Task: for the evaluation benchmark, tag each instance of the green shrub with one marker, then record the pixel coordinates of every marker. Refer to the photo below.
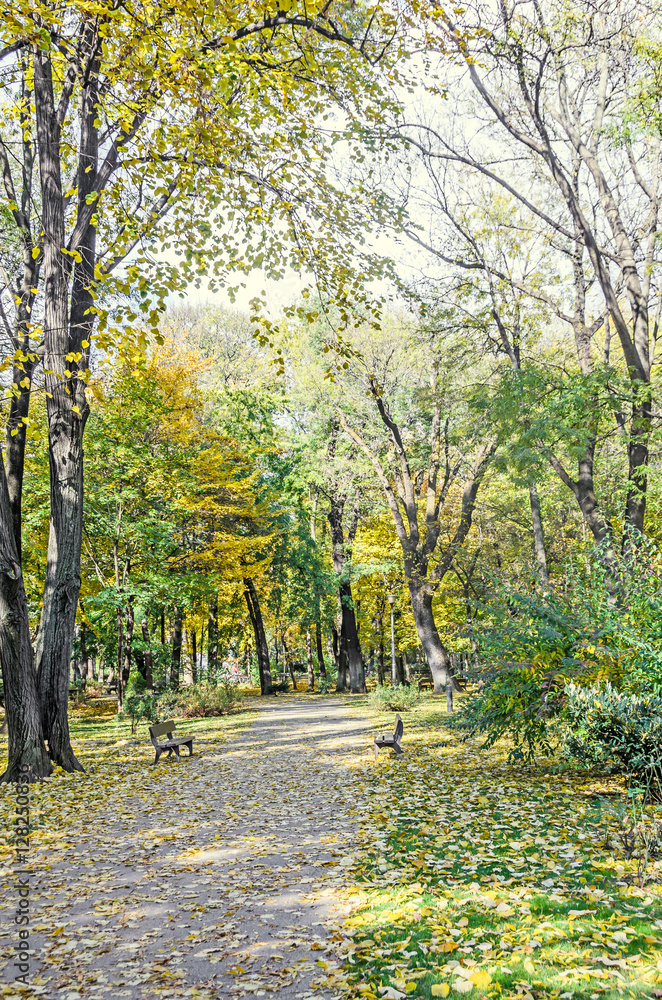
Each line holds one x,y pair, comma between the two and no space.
521,701
397,699
139,706
203,700
618,732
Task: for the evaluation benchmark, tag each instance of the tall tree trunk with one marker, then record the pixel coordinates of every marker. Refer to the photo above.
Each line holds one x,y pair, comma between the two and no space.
127,646
349,639
66,405
176,658
187,662
538,537
261,645
341,660
437,654
212,641
27,753
332,646
288,663
321,666
309,661
147,654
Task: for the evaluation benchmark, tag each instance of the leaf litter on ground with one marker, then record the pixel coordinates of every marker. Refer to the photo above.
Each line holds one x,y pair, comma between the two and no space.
478,877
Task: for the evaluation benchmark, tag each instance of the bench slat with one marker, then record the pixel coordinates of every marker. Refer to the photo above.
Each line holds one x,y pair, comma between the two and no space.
162,728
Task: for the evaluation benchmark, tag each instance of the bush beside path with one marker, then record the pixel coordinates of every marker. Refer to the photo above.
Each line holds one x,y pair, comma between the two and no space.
221,876
481,877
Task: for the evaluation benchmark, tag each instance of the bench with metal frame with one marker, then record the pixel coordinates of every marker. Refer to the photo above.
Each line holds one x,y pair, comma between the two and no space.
171,744
391,742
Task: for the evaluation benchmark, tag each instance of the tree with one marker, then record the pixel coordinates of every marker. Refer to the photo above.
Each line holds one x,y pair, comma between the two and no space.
558,91
430,532
133,117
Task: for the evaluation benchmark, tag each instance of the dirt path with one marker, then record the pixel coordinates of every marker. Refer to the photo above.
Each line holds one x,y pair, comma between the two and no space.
219,877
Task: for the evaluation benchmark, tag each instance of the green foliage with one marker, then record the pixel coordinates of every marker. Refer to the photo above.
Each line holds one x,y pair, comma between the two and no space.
605,628
521,701
397,699
138,703
199,701
616,731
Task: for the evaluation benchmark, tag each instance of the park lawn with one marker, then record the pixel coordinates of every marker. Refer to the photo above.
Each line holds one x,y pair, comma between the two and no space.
480,877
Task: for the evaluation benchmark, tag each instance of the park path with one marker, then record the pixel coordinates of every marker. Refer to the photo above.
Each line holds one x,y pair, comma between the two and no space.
222,876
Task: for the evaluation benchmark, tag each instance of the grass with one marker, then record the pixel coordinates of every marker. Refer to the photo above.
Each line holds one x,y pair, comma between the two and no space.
479,877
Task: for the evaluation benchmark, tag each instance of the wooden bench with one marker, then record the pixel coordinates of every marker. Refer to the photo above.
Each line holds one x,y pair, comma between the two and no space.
170,744
76,688
391,741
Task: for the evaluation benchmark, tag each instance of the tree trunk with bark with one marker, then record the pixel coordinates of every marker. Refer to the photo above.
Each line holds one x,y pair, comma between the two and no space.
27,754
212,641
321,666
437,655
147,654
425,566
349,638
176,658
538,536
309,661
261,645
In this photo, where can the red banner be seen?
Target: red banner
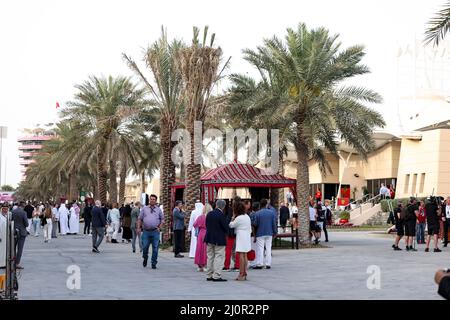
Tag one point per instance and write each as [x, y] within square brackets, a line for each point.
[343, 202]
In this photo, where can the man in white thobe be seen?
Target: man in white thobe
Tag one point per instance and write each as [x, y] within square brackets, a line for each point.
[63, 219]
[197, 212]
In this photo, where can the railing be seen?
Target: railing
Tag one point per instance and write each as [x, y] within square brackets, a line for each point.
[374, 200]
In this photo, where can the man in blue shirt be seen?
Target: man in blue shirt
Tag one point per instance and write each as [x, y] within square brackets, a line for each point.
[266, 227]
[178, 228]
[98, 226]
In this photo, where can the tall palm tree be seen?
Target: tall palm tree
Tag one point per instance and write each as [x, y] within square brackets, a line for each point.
[165, 86]
[199, 65]
[439, 26]
[104, 107]
[309, 69]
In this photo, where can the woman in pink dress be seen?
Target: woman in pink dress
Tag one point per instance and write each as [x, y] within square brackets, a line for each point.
[200, 226]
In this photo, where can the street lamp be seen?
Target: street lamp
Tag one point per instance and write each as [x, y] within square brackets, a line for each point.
[3, 135]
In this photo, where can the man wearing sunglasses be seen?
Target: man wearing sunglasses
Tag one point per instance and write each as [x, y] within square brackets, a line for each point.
[149, 225]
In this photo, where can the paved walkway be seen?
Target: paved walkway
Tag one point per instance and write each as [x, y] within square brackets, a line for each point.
[339, 272]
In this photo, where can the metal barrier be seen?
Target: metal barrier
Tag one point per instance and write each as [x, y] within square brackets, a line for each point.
[11, 284]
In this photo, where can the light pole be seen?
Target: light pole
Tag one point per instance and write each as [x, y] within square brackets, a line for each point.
[3, 134]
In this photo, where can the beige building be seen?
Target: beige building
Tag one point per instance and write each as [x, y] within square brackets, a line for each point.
[415, 164]
[133, 189]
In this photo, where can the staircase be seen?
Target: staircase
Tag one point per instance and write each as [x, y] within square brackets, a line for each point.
[368, 212]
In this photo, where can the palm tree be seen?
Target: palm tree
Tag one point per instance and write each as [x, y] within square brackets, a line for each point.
[199, 65]
[251, 104]
[439, 26]
[165, 87]
[309, 69]
[104, 107]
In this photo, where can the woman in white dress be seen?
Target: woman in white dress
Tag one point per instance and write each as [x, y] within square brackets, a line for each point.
[197, 212]
[63, 219]
[114, 218]
[74, 223]
[243, 228]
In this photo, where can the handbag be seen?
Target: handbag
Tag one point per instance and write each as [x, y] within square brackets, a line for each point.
[251, 255]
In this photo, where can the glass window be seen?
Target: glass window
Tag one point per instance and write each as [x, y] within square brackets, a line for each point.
[405, 190]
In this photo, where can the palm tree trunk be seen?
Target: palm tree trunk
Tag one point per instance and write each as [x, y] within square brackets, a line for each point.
[281, 171]
[167, 177]
[73, 194]
[193, 175]
[143, 184]
[102, 173]
[123, 176]
[95, 191]
[182, 172]
[301, 149]
[113, 177]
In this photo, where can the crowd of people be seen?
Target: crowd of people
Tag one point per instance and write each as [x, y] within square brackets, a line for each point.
[62, 219]
[223, 241]
[411, 221]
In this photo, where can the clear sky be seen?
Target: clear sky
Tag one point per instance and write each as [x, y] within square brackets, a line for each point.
[49, 46]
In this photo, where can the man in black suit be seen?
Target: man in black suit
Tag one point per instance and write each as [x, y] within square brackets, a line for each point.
[20, 224]
[442, 278]
[29, 210]
[216, 232]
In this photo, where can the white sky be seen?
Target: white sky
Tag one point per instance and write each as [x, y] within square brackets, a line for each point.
[49, 46]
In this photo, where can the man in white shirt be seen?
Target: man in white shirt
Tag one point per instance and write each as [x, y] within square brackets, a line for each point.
[446, 214]
[3, 226]
[314, 229]
[384, 192]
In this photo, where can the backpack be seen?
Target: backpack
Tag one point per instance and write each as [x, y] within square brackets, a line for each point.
[403, 214]
[320, 215]
[329, 215]
[391, 218]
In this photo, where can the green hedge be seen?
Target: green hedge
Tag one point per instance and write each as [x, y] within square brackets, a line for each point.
[395, 202]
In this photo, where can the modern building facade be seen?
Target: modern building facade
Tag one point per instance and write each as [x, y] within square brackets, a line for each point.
[416, 164]
[31, 144]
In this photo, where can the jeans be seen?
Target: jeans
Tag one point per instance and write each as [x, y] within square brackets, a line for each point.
[133, 241]
[178, 239]
[216, 257]
[19, 248]
[54, 228]
[48, 230]
[261, 259]
[325, 231]
[229, 253]
[116, 226]
[36, 226]
[420, 232]
[87, 226]
[150, 237]
[97, 232]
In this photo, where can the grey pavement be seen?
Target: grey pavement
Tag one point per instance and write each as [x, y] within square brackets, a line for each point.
[336, 272]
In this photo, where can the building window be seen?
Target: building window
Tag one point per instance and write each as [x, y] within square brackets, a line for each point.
[406, 184]
[413, 187]
[422, 182]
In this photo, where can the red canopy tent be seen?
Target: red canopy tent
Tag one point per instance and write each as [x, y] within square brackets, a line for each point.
[236, 174]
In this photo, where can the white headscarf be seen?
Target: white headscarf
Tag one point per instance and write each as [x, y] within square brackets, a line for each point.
[198, 211]
[63, 209]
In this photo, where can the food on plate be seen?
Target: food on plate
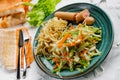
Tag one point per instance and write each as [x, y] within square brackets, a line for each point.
[67, 46]
[12, 12]
[9, 50]
[89, 20]
[66, 15]
[40, 11]
[82, 16]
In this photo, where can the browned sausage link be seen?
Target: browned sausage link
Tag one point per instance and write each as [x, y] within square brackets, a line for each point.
[89, 20]
[82, 15]
[66, 15]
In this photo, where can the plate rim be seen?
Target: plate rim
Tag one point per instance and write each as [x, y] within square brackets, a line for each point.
[88, 70]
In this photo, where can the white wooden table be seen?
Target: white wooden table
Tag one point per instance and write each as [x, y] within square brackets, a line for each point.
[111, 65]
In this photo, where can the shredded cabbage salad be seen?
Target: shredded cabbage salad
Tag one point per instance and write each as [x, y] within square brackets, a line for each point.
[75, 47]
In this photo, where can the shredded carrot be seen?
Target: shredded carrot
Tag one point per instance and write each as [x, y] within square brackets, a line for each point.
[72, 28]
[55, 60]
[70, 44]
[56, 66]
[81, 36]
[60, 43]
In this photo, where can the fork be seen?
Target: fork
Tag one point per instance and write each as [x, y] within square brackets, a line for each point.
[26, 39]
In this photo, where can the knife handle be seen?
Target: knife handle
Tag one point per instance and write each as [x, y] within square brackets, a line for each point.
[18, 66]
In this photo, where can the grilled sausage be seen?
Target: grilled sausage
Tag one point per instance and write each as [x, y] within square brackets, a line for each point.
[66, 15]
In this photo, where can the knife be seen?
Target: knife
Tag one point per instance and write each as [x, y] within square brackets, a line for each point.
[20, 45]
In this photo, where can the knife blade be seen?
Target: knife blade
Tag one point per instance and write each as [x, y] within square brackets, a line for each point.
[20, 44]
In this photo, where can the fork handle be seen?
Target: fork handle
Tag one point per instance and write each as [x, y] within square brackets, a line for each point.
[18, 66]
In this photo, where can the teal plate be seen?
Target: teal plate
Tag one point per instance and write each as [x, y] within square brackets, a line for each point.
[101, 20]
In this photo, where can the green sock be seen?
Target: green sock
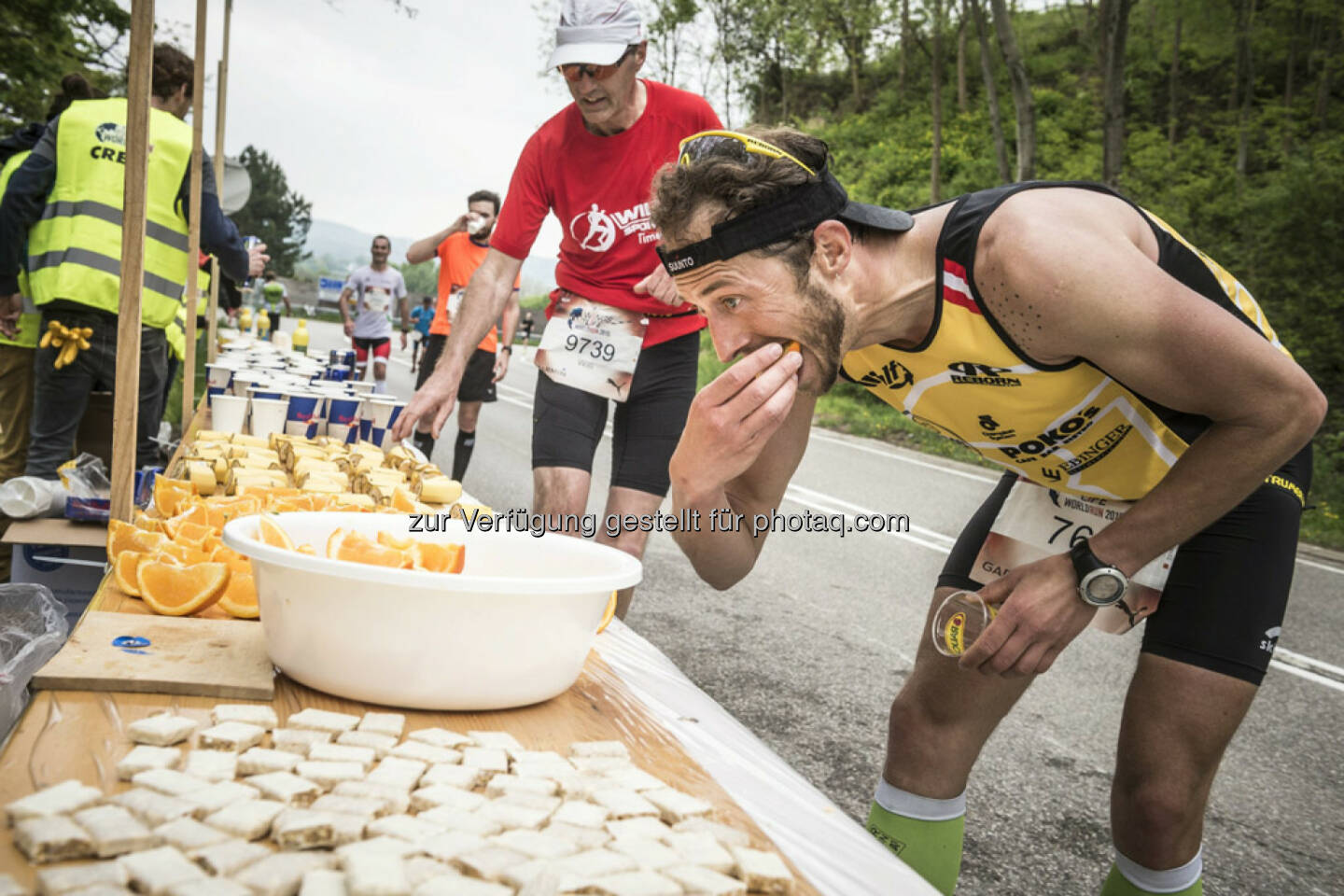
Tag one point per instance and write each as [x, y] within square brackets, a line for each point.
[1161, 881]
[931, 847]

• • • • • • •

**Set exercise**
Look for the line that contains "In this photo, where can the knife handle", then please copy it and the rest of the lines through the end of the data, pictures excluded.

**Correct answer**
In this photo, where can the knife handle be seen?
Target: knife handle
Tag one point per instance and write each as [x, y] within square brackets, a line for each point.
[18, 66]
In this photo, where can the grilled sausage be seen?
Target: grilled sausage
Tag one point per instance and write each as [x, y] within square brackets, a line for each point.
[66, 15]
In this photo, where can the knife be seen?
Target: knife
Tag one point per instance and write each as [x, y] within square brackets, a line for each point.
[20, 45]
In this photo, where can the knife blade be seen?
Target: knife blade
Tag one point per instance and write each as [x, y] within square brackets, a line for each point.
[20, 44]
In this photo, where can the fork handle be seen?
Target: fork handle
Tag one point per instance and write each as [x, y] within square brackets, a line for each point.
[18, 66]
In this photo, where can the teal plate be seen?
Target: teal plate
Tag one point per instance and write each as [x, y] within square brackets, a line for each point.
[101, 20]
In this photo, where can the green sock be seen?
Target: green sock
Tag one point per instance and write each as [x, y] within square brackets, a line for each point.
[1161, 881]
[931, 847]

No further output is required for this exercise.